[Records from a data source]
——————————
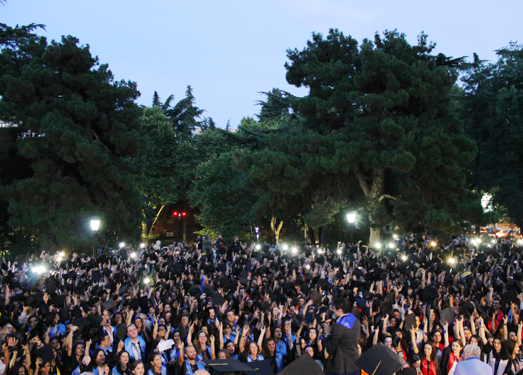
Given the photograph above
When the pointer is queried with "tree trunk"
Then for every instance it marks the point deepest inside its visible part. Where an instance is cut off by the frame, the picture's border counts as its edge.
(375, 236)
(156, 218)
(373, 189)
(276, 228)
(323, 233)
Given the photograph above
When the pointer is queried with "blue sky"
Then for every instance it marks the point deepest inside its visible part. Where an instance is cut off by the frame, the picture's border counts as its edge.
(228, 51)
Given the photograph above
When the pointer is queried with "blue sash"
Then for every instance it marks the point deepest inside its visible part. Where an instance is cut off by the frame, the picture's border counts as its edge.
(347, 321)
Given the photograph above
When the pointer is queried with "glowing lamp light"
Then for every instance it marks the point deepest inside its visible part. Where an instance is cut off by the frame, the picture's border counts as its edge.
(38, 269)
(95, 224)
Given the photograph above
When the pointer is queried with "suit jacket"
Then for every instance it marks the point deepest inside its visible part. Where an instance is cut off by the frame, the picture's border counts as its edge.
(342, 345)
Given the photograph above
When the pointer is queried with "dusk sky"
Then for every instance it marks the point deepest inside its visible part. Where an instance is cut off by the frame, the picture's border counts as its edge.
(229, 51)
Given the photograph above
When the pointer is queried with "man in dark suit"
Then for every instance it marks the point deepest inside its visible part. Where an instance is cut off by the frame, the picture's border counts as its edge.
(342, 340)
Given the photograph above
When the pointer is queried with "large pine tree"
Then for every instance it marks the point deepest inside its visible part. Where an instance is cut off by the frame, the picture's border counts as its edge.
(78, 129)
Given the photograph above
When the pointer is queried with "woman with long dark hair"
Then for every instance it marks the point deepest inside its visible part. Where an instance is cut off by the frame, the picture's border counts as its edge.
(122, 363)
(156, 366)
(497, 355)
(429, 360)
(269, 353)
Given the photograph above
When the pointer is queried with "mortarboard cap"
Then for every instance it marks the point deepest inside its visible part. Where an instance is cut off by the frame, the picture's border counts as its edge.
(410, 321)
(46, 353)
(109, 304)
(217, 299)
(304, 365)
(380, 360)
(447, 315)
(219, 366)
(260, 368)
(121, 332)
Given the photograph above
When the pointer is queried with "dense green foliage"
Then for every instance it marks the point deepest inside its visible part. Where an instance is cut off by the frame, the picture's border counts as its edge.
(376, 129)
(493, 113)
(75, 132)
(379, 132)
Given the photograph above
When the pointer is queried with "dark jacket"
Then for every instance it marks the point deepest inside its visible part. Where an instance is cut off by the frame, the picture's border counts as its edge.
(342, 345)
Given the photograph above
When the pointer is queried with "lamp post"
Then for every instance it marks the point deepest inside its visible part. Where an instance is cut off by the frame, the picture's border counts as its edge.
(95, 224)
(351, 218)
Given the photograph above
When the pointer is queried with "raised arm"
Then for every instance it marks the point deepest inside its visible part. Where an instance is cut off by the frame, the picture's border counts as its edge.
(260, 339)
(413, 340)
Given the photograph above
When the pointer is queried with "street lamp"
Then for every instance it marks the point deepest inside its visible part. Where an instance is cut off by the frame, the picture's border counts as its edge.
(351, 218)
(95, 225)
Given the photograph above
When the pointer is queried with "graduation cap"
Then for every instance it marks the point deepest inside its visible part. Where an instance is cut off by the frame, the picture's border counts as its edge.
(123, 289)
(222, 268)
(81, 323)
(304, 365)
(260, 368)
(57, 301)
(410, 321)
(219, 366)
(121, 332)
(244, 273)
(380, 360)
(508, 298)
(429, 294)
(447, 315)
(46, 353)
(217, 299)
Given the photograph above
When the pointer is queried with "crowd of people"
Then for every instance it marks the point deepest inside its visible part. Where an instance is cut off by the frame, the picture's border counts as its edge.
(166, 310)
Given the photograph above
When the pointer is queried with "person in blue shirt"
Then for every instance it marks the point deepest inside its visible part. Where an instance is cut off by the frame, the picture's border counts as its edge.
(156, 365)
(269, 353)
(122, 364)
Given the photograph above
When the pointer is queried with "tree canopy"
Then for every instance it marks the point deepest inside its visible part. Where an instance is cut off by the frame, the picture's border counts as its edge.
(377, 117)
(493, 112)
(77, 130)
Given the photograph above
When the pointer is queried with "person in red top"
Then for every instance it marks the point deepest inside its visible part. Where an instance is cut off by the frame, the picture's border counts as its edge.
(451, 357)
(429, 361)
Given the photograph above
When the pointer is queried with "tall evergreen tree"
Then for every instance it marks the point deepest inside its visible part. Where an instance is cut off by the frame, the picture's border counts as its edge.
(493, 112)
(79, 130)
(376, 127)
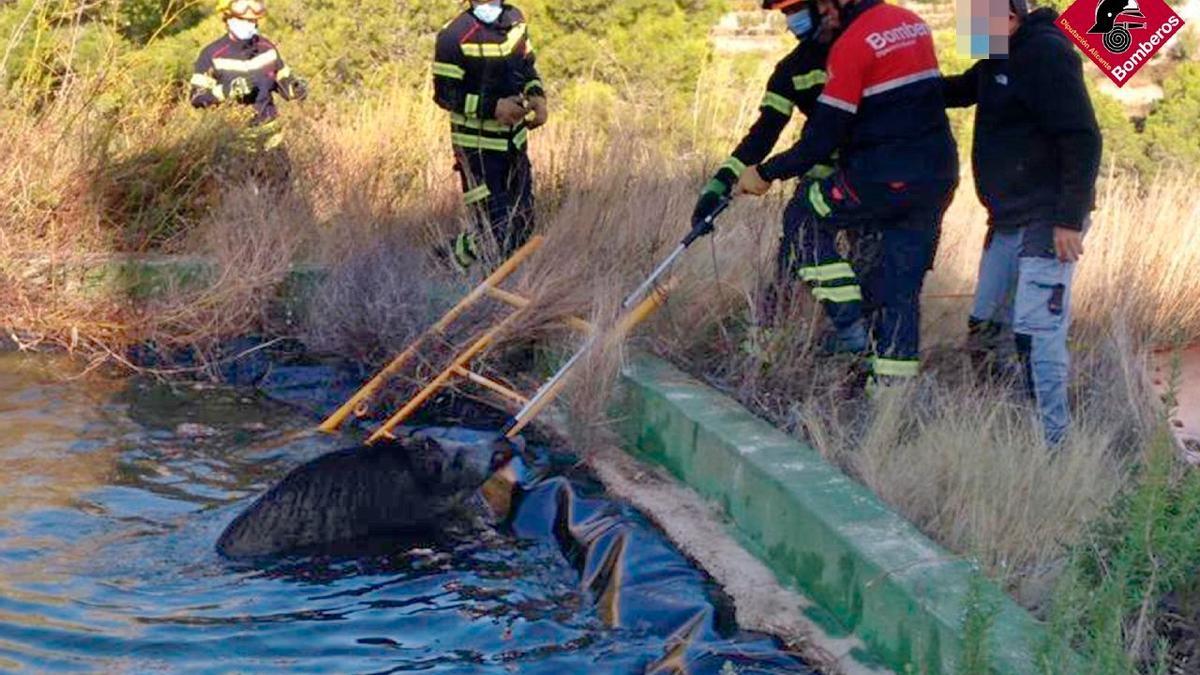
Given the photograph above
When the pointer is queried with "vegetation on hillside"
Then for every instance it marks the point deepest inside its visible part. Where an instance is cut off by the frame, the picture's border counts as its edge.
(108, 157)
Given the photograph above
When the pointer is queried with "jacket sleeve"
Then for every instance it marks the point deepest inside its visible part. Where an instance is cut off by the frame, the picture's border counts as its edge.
——————————
→ What you need to do: Retype each record exactly as it stands, but do not include the pictures.

→ Correct response:
Given the photograph above
When the pointer is queried with "tree trunk"
Then for every instance it marks the point deepest inside its visible part. Where an instance is cut off by the frame, the picture's border counts as its edge.
(375, 236)
(156, 218)
(373, 189)
(276, 228)
(323, 233)
Given the photograph above
When the pointer is queried with "blue sky"
Then for every instance it marks the point deepest inside its visible part. Where an instance is cut off by the frame, the picture's border counts as its edge.
(228, 51)
Given the photograph above
When the pointer is queried with "blue sash"
Then for every instance it marks the point deepest inside its visible part. Where an instance is cut off by the frame, the picture's border counts as its edge.
(347, 321)
Given the photograph above
When the pointer is queried with "glowing lamp light"
Then for every instance it marks the point deepest inside its visible part. Where an instance is cut off by the frame, the picture's border counts as its edge.
(38, 269)
(95, 224)
Given the photograph above
When the pointer is queried with "suit jacket"
Then for every instance it marks the point deepest inside its visible part. Where an instance is cut off by the frame, the picture's border counts as its edge.
(342, 345)
Given the photograph above
When the pointer is queried with "dusk sky"
Then for every instance it marks the point deepest inside its visible part. Where an instance is cut off by the frame, the picture's border counts as its edge.
(229, 51)
Given the photograph above
When the pointer is queried with "man in dark suit"
Then for every instance it marks the point deepest inside its visible part. Where an instance is cut off by the frame, the picture's border counts as its edge.
(342, 340)
Given the photograph above
When the pointer is queried with "large pine tree"
Then for every instance it marks the point deepest inside its visible part. Where an instance is cut off by the frame, the picture's border counts as its edge.
(78, 129)
Given the photograph above
When the pointer is queried with "woman with long dark hair"
Then for every instance it marks the point deepest inside its visible part. Where an instance is cut off by the frame, the picture's border counts as its edge.
(122, 363)
(156, 366)
(497, 355)
(429, 360)
(269, 353)
Given the photograph above
When the pointer is queried with "mortarboard cap"
Then for every instance it marks the point deepest inside its visible part. Where an instance is cut off by the frame, the picture's border counts as its edge.
(410, 321)
(46, 353)
(109, 304)
(217, 299)
(304, 365)
(380, 360)
(447, 315)
(219, 366)
(260, 368)
(121, 332)
Given the photograph above
When the pointer is queried with "dense green foliage"
Then for every instance it marks the point deepest inside its visible part. Where an instance is cut off by the frame, the picture's border counts as its edge.
(376, 129)
(493, 113)
(75, 132)
(379, 132)
Given the photograph above
When the pointer is queried with "dark jacket"
Then for every instance it marks the point deepest inside its visible part. Where an instance is cut off by the frame, the picture's border counts as its edge.
(342, 345)
Given the photograph above
When the pointer is queried with "lamp post"
Then for every instance it marks the point deepest inside its visible part. Where an instance is cut off by the frame, the picture's border counts as its edge.
(95, 224)
(351, 218)
Given the photograph above
When the pointer is queried with "raised arm"
Then for every instance it marks the point deepest inside its visible part. Where an instance is cut off by the frame, the picture's border counts as its edge.
(260, 339)
(413, 340)
Given the photograph above
When the pointer is queried with "street lamp"
Then for every instance it marks the point deepest inside its visible part. Where an instance is cut off by the frame, the picture's border counts as its edge.
(351, 218)
(95, 225)
Given the photograph above
When the pointer is queried with "graduation cap"
Then for every instance it marks the point deepest inside its visible part. Where an instance is cut off by the frame, the picture's border counts as its edge.
(123, 289)
(222, 268)
(81, 323)
(304, 365)
(260, 368)
(57, 301)
(410, 321)
(219, 366)
(121, 332)
(244, 273)
(380, 360)
(508, 298)
(429, 294)
(447, 315)
(46, 353)
(217, 299)
Given the photograph above
When the pointer is queried with "crowd of people"
Then for every instance it marks the point deepest inside its visible part. Where an instance is cut off by the frame, the picture's border counts as its edge.
(166, 310)
Given the photograph above
When the pointer is queried with "person in blue shirt"
Then for every instance it marks the point deepest inside its visible part. Where an instance is cut off by the frame, the picture's border counts as its edge.
(156, 365)
(269, 353)
(122, 364)
Given the photograph above
When the pointer is queried with "tree canopy"
Then for every instance it marks the point deepest inside its visible part. Where an instance is cut off by the frame, the picture's border counts as its edge.
(377, 117)
(493, 112)
(77, 130)
Given the photograph above
When the pointer is queried with "person in red top"
Then for every instance it marks the point deepest inside its visible part. Where an instance is cut off by the frame, the picture's border counts as its edge.
(451, 357)
(429, 361)
Given the photograph above
When the pointer is queried with "tall evergreen tree"
Then for every instance it marks the point deepest inside its visible part. Where an instance is cut off by the frame, the picture's border counts as its edge.
(493, 112)
(79, 130)
(376, 127)
Given the photograph above
When the pointer is queried with "vegetation on hillside"
Then for every instance it marks the point deepest inside its visible part. Where an instance is cut off by the frame, the picture's border counts as its edge.
(108, 157)
Given the photograph above
When the pointer is queried with "jacket sleeve"
Then for every instance it marks the point deepest inside its visible part. Where an instance is cut off by the frame, the picture's border counts as its edge.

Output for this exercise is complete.